Could you set down the full listing, unchanged?

+++

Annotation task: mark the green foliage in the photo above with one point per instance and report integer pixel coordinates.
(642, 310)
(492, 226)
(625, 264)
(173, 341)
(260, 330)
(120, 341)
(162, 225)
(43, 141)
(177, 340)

+++

## ANSWER TO THIS TASK
Annotation task: mark the green foliage in the photo above with one point per instance and report integer pixel coordinates.
(642, 310)
(492, 226)
(625, 264)
(173, 341)
(260, 330)
(120, 341)
(162, 225)
(43, 141)
(177, 340)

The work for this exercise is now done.